» **ENUNCIADO 1**:
En el texto sobre los michirones, ¿cuál es el nombre científico del vegetal con el que se prepara este plato?
» **ENUNCIADO 2**:
Reproduce literalmente el fragmento del texto sobre los michirones que empieza en "Creo pues llegado" y acaba en "lo sabrán ustedes.".

» **TEXTO DE ORIGEN**:

:::::

Por increíble que parezca la especie humana solucionó el problema desarrollando una conducta presente en muchas otras especies animales: el altruismo hacia un marcador.

Para quien no sepa qué es eso del «altruismo hacia un marcador» le diré que, algunas especies animales, por ejemplo, usan de feromonas para reconocerse como miembros de un mismo equipo; el ser humano, sin embargo, para conseguir lo mismo recurre a complejos mitos y relatos que acaban encarnados en banderas, escudos, símbolos, textos, religiones…

En mi ciudad, Cartagena, hemos tenido muchos marcadores de esos: en 1873, por ejemplo, fue la República Federal y eso nos llevó a entrar en guerra contra el mundo; de modo que me entenderán si les digo que, tratar el tema en el que pienso adentrarme tras esta larga introducción, puede suponerme no pocos peligros, porque trata del último marcador que ha seleccionado como seña de identidad el «homo carthaginensis»: los michirones.

Sí, créanme, en este momento, si usted quiere soliviantar a la grey carthaginesa, le bastará para hacerlo afirmar en público que los michirones «son murcianos». Pruebe usted a hacerlo, por ejemplo, en Facebook y verá cómo el número de interacciones aumenta súbitamente y el recuerdo de su señora madre se dispara exponencialmente.

Recientemente he comprobado con no poca consternación como, algún habitante de la vecina ciudad de Murcia, reclamaba para su patria el ser la cuna y lugar de nacencia de esta preparación culinaria; afirmación inmediatamente contestada por furibundos carthagineses y carthaginesas sin que, por cierto, ni unos ni otros, aportasen dato alguno que justificase sus patrióticas afirmaciones. La carthaginesidad o murcianidad de los michirones quedó reducida en ese debate —y debo decir que en todos los que he presenciado— a puros actos de voluntarismo gastronómico-patriótico.

Creo pues llegado el momento de desvelar el enigma de los michirones y aclarar de una vez para siempre su origen. ¿Cartageneros? ¿Murcianos? A partir de hoy lo sabrán ustedes.

Antes de entrar en harina debo aclarar que tan importante debate, crucial sin duda para el futuro de esta región, no puede zanjarse con afirmaciones sin documentar y es por esto que esta tarde me he decidido a llevar a cabo una investigación científica de altura con apoyo de un meticuloso trabajo de campo. Hoy avanzaré mis conclusiones en este post y ya, dentro de unos meses, daré a la imprenta los varios volúmenes de que consta este concienzudo trabajo científico.

Comencemos sentando mi tesis de partida: tratándose el michirón no más que de un haba seca rehidratada y luego cocinada, no es lógico pensar que sea exclusiva del sureste peninsular, sino que deben poder encontrarse preparaciones semejantes en cualquier ámbito geográfico donde se cultive la «Vicia Faba», que es el nombre científico del vegetal que nos ocupa.

:::::

» **ENTRADAS DE DATOS**:
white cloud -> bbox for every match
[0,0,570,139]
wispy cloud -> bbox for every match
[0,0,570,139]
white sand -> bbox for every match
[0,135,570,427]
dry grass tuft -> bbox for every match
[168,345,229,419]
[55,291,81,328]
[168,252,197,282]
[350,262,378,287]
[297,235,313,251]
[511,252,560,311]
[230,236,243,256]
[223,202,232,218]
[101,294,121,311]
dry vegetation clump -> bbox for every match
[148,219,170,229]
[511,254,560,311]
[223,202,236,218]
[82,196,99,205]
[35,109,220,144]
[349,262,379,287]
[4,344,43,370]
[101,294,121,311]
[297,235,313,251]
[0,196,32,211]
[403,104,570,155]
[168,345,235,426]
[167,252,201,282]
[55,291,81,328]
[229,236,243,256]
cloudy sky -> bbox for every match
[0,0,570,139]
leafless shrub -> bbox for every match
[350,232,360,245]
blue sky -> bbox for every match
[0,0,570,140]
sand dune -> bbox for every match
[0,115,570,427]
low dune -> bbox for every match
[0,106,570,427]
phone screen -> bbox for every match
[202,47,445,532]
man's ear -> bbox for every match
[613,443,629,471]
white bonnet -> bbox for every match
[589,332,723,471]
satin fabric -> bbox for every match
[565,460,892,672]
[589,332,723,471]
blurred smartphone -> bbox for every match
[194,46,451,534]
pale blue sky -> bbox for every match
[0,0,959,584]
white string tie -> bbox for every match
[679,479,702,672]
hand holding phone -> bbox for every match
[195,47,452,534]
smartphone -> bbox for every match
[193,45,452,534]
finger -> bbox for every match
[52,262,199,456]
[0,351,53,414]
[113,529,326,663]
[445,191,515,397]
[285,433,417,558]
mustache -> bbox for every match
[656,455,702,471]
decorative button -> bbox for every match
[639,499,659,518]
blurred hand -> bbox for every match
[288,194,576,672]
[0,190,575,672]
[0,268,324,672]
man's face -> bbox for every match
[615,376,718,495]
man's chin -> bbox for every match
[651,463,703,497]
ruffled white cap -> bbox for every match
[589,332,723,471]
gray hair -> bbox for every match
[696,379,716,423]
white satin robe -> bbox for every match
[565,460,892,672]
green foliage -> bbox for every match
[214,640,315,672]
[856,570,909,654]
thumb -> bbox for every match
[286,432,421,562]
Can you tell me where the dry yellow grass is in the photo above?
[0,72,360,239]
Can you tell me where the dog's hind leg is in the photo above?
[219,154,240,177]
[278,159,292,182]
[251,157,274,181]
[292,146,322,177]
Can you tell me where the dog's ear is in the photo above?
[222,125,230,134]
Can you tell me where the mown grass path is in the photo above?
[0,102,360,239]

:::::

» **RESPUESTA FINAL 1**:
«Vicia Faba».

» **RESPUESTA FINAL 2**:
Creo pues llegado el momento de desvelar el enigma de los michirones y aclarar de una vez para siempre su origen. ¿Cartageneros? ¿Murcianos? A partir de hoy lo sabrán ustedes.